Skip the pictures and repeat each line of the data exactly.

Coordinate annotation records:
-- BEGIN --

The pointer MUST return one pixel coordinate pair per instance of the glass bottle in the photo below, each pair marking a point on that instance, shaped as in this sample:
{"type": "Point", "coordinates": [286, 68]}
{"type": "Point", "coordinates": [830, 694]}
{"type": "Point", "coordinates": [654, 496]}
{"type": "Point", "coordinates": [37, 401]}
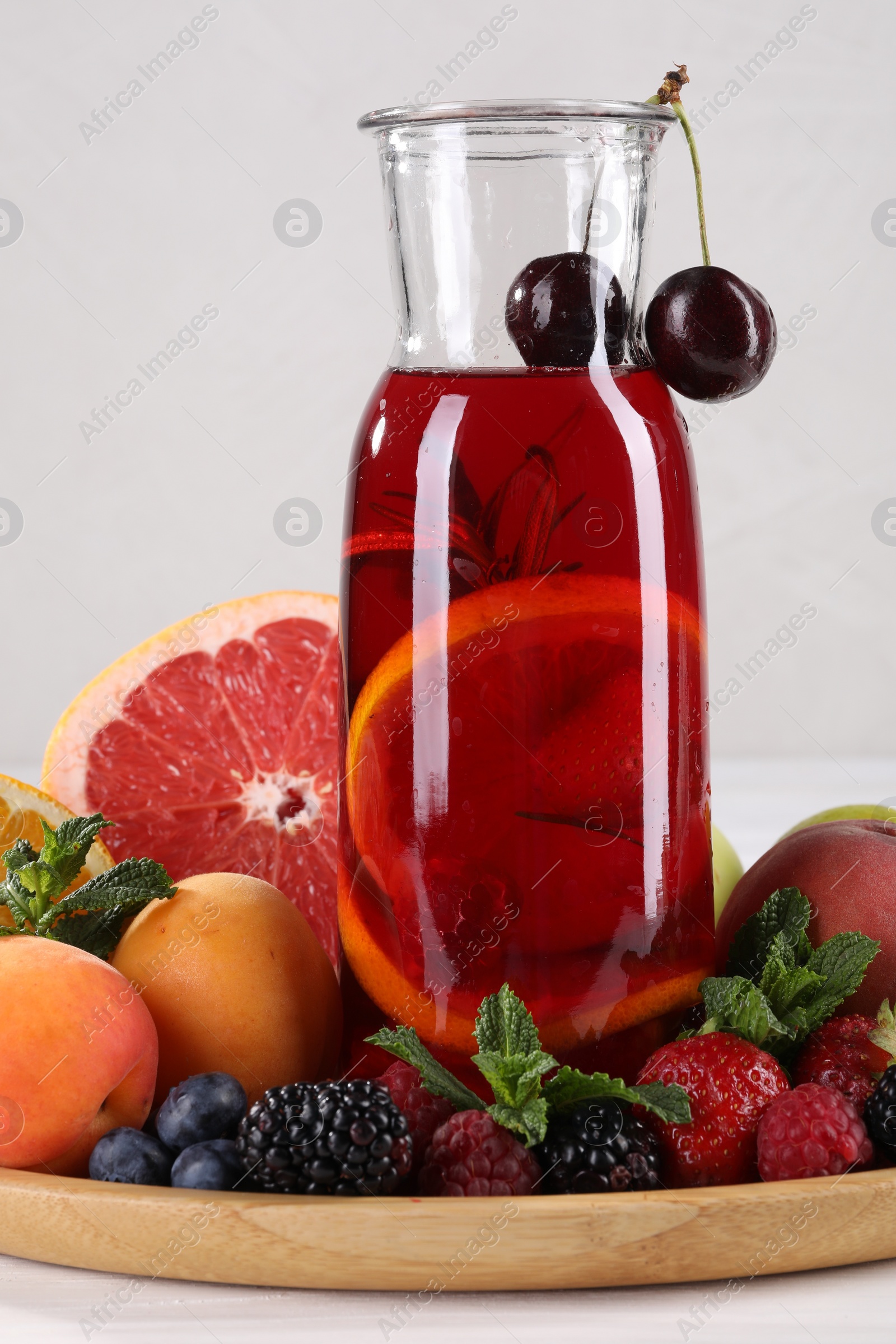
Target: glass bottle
{"type": "Point", "coordinates": [524, 790]}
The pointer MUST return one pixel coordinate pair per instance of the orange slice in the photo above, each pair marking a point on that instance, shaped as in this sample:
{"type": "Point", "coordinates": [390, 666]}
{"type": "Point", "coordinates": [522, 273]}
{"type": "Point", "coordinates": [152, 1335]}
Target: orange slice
{"type": "Point", "coordinates": [493, 655]}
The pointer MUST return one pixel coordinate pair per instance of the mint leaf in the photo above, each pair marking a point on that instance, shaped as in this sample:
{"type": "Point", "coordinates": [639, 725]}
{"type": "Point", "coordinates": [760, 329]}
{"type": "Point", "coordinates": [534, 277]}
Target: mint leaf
{"type": "Point", "coordinates": [785, 913]}
{"type": "Point", "coordinates": [93, 931]}
{"type": "Point", "coordinates": [39, 879]}
{"type": "Point", "coordinates": [512, 1061]}
{"type": "Point", "coordinates": [21, 855]}
{"type": "Point", "coordinates": [515, 1080]}
{"type": "Point", "coordinates": [884, 1034]}
{"type": "Point", "coordinates": [735, 1005]}
{"type": "Point", "coordinates": [843, 962]}
{"type": "Point", "coordinates": [571, 1086]}
{"type": "Point", "coordinates": [793, 990]}
{"type": "Point", "coordinates": [132, 884]}
{"type": "Point", "coordinates": [668, 1101]}
{"type": "Point", "coordinates": [68, 847]}
{"type": "Point", "coordinates": [406, 1045]}
{"type": "Point", "coordinates": [504, 1025]}
{"type": "Point", "coordinates": [531, 1121]}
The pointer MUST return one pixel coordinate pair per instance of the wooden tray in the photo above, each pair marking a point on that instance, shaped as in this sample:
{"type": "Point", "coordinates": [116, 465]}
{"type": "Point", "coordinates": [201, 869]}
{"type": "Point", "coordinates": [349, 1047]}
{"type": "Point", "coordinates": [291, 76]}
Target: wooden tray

-- END --

**SOLUTION TO THIS TASK**.
The pointer MUST return one pixel coordinate pair per instance of the glass bottle in the photo below, each pair marking a point on that instance, shaped as in this sample:
{"type": "Point", "coordinates": [286, 68]}
{"type": "Point", "coordinates": [830, 694]}
{"type": "Point", "coordinates": [654, 496]}
{"type": "Point", "coordinates": [37, 401]}
Target: glass bottle
{"type": "Point", "coordinates": [524, 790]}
The pointer MUST return one pixel coordinate pair per instance of the orange slice in the photo above, each pair marking a point on that instance, shaped as in this sample:
{"type": "Point", "coordinates": [390, 666]}
{"type": "Point", "coordinates": [522, 273]}
{"type": "Point", "coordinates": [152, 1335]}
Target: orange slice
{"type": "Point", "coordinates": [493, 655]}
The pointer MUST return one pixel coordinate pair per instance of the mint leaf in the photo above, each pair marking a point on that instance, shaped as in this sample:
{"type": "Point", "coordinates": [639, 725]}
{"type": "Point", "coordinates": [760, 329]}
{"type": "Point", "coordinates": [534, 277]}
Target: mint leaf
{"type": "Point", "coordinates": [785, 913]}
{"type": "Point", "coordinates": [93, 931]}
{"type": "Point", "coordinates": [39, 879]}
{"type": "Point", "coordinates": [512, 1061]}
{"type": "Point", "coordinates": [21, 855]}
{"type": "Point", "coordinates": [515, 1080]}
{"type": "Point", "coordinates": [884, 1034]}
{"type": "Point", "coordinates": [735, 1005]}
{"type": "Point", "coordinates": [843, 962]}
{"type": "Point", "coordinates": [571, 1086]}
{"type": "Point", "coordinates": [793, 990]}
{"type": "Point", "coordinates": [132, 884]}
{"type": "Point", "coordinates": [668, 1101]}
{"type": "Point", "coordinates": [68, 847]}
{"type": "Point", "coordinates": [406, 1045]}
{"type": "Point", "coordinates": [504, 1025]}
{"type": "Point", "coordinates": [531, 1121]}
The pointer MUST return one pixel coordinate pair per instance of the wooden tray in the photo above, each pair marking a point on that instance, shaped as in this sample:
{"type": "Point", "coordinates": [116, 465]}
{"type": "Point", "coordinates": [201, 869]}
{"type": "Point", "coordinates": [349, 1047]}
{"type": "Point", "coordinates": [291, 76]}
Target: wooden tray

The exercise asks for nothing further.